Stored records
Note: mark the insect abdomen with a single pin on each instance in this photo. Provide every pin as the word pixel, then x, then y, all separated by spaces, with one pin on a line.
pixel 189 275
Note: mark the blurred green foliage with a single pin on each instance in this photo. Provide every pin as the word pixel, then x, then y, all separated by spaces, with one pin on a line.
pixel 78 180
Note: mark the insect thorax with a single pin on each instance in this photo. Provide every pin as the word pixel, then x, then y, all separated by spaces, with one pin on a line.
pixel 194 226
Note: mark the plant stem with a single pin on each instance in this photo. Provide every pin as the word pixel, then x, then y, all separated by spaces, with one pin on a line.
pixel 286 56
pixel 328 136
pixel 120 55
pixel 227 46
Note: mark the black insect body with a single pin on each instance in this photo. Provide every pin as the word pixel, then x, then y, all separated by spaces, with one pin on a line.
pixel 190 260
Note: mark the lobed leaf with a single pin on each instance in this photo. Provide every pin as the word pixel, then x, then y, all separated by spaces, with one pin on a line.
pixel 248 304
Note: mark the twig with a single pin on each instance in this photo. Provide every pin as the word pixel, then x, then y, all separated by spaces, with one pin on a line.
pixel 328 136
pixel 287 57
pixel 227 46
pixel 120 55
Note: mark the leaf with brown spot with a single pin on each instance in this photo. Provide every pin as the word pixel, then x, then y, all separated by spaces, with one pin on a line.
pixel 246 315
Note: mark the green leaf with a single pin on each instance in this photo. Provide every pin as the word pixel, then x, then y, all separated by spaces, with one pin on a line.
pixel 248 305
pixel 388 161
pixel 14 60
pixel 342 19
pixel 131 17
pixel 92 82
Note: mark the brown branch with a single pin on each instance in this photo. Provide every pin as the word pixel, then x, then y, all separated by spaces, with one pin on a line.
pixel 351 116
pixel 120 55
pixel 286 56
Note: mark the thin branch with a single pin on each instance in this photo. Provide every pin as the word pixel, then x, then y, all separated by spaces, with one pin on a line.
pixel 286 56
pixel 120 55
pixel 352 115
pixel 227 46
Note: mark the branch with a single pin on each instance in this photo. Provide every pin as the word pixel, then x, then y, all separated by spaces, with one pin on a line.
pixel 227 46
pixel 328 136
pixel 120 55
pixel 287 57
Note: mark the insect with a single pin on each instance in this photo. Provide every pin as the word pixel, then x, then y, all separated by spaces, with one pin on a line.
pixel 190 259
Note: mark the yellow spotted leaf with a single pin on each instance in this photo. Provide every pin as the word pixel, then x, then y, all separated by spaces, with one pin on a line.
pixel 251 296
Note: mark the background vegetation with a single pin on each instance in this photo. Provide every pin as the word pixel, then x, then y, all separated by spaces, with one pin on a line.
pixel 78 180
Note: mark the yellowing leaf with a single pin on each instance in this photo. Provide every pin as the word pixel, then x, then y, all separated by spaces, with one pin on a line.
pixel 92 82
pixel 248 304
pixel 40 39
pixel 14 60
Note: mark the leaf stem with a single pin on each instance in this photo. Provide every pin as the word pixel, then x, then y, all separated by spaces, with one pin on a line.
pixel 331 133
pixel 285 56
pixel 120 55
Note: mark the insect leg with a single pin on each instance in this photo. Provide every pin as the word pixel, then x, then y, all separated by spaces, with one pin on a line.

• [EXERCISE DETAILS]: Reproduce the records exactly, keeping every line.

• [ANSWER BOX]:
Note: mark the insect abdomen with a single pin on each instance in this photo. Provide every pin as the word pixel, then x, then y, all separated by spaces, with one pin on a line.
pixel 189 275
Note: mark the blurred green foliage with a single pin on each instance in this photo. Provide every pin as the word pixel, then x, then y, all separated by spaces, with one pin on a line.
pixel 78 180
Note: mark the insect thorax with a single pin on each instance in this photo. Provide every pin as the word pixel, then x, then y, all separated by spaces, with one pin on a line.
pixel 194 226
Note: mark the plant stem with a single pin on each instance in this photo. Provide every pin as the word pixel, then x, then y, all separated by spaces, with one pin on a line.
pixel 286 56
pixel 328 136
pixel 120 55
pixel 227 46
Note: mark the black insect body with a single pin on each instance in this photo. Provide every pin as the word pixel, then x, then y, all separated by spaces, with one pin on a line.
pixel 190 260
Note: mark the lobed leaf with a single pin on each instance in this photo. Provide every pin as the word pixel, then x, then y, all separated by spaces, with one pin on a line.
pixel 248 304
Note: mark the twig with a single pin on each instance in this photo. Provide every pin as the word pixel, then x, then y, all separated by spaces, with one pin on a line.
pixel 328 136
pixel 287 57
pixel 227 46
pixel 120 55
Note: mark the leaf with brown spot with a single pin on each instance in this photo. Provide every pin as the word pixel, then x, then y, all separated by spaces, with one pin on a line.
pixel 246 315
Note: mark the green leaf with a single pin on each instance in this photo. Provide every pin as the word pixel, then x, then y, all separated by spaces, with one pin on a line.
pixel 248 305
pixel 388 161
pixel 14 60
pixel 342 19
pixel 131 17
pixel 92 82
Note: mark the brown branch with a single pin on each instance in this photo. Provide every pin as the word pixel, then x, then y, all separated by spaces, with one pin on a line.
pixel 351 116
pixel 120 55
pixel 286 56
Note: mark the thin branch with a single pin on each instance in this photo. Provide every pin as the word pixel, then x, then y, all separated by spaces, with one pin on a line.
pixel 286 56
pixel 120 55
pixel 352 115
pixel 227 46
Note: mark the branch with a single pin on each instance in this photo. Provide every pin as the word pixel, then x, then y, all separated by spaces, with one pin on a line.
pixel 227 46
pixel 328 136
pixel 120 55
pixel 287 57
Note: mark the insect with a single pin on each instance in this photo. Provide every pin as the word pixel, then x, then y, all separated by spaces, with one pin on a line.
pixel 190 259
Note: mark the yellow spotted leaf with a single pin on each instance in this photo. Provide every pin as the word pixel, then x, then y, all separated by spaces, with one pin on a line.
pixel 251 296
Note: mark the background vegetation with a single pin on each instance in this photo. Provide every pin as the word pixel, then x, then y, all separated by spaces, with one pin on a line.
pixel 78 180
Note: mark the yellowing leaf with a single pin on each instance in this photo. Provide every pin as the word pixel, then x, then y, all separated by spaces, with one pin on a line.
pixel 92 82
pixel 248 304
pixel 40 39
pixel 14 60
Note: mark the leaf stem with a single pin on each instance in this photo. Provide every pin as the word pixel, then x, then y, all separated by spaces, with one pin on a line.
pixel 331 133
pixel 285 56
pixel 120 55
Note: mark the insect leg with a single pin on each instance in this photo. Provide every pin as the word pixel, then x, then y, all separated by spaces, with one pin on a line.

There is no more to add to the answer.